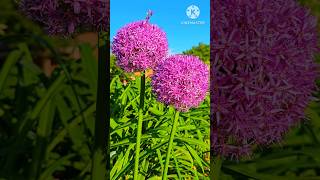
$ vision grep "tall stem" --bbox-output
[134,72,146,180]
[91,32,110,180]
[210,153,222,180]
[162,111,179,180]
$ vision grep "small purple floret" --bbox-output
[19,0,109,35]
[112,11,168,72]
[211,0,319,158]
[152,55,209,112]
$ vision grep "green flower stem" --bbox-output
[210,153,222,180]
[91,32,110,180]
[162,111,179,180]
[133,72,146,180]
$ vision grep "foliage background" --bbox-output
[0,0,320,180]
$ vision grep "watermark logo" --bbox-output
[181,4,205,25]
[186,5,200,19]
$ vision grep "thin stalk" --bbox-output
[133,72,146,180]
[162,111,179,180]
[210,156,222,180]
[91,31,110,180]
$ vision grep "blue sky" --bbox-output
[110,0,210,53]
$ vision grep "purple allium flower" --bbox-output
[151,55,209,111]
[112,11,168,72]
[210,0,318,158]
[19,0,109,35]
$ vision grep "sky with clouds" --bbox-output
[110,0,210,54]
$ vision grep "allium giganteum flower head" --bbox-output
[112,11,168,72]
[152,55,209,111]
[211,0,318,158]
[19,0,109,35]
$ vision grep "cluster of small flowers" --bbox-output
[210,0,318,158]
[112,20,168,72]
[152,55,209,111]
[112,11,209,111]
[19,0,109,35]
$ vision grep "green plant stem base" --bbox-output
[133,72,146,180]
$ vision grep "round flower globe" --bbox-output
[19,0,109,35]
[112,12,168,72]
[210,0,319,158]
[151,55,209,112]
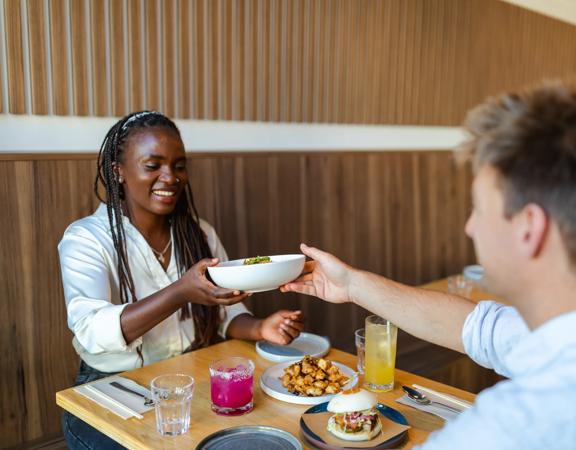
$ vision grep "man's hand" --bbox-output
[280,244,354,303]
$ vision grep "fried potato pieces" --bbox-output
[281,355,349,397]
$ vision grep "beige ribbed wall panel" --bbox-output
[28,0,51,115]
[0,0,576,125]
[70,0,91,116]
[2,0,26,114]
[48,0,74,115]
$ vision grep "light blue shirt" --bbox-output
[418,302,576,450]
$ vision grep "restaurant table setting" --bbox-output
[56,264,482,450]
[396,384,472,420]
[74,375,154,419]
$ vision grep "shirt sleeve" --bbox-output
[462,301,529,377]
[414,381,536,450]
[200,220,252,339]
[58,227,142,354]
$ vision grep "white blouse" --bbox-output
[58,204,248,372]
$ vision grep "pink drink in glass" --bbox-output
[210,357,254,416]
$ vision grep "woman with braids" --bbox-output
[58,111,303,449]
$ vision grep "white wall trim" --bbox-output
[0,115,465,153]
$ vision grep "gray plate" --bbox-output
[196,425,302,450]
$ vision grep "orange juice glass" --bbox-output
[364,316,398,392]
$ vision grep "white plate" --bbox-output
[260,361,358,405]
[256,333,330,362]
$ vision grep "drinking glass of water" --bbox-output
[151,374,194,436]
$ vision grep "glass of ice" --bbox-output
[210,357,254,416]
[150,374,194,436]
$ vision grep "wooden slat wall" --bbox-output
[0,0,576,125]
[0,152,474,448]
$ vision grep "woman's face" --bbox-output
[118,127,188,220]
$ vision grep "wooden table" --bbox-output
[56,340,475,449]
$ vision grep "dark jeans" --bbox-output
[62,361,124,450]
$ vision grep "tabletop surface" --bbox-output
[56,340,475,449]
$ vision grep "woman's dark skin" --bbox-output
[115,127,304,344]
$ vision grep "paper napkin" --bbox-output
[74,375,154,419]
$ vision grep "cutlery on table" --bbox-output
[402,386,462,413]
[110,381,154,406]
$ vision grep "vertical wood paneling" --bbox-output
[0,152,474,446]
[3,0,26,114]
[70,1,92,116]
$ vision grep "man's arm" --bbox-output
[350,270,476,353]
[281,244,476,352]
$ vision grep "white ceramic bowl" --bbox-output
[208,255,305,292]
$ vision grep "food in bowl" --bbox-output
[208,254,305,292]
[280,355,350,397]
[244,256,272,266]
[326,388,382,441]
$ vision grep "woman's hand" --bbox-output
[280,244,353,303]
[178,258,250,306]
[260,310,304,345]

Description of the task
Locate every line in the entries above that contains the string "shirt" and copy each one. Matching is case-sensitive.

Result for this task
$ vision grep "light blue shirt" --bbox-output
$ vision grep "shirt sleeve" --bbox-output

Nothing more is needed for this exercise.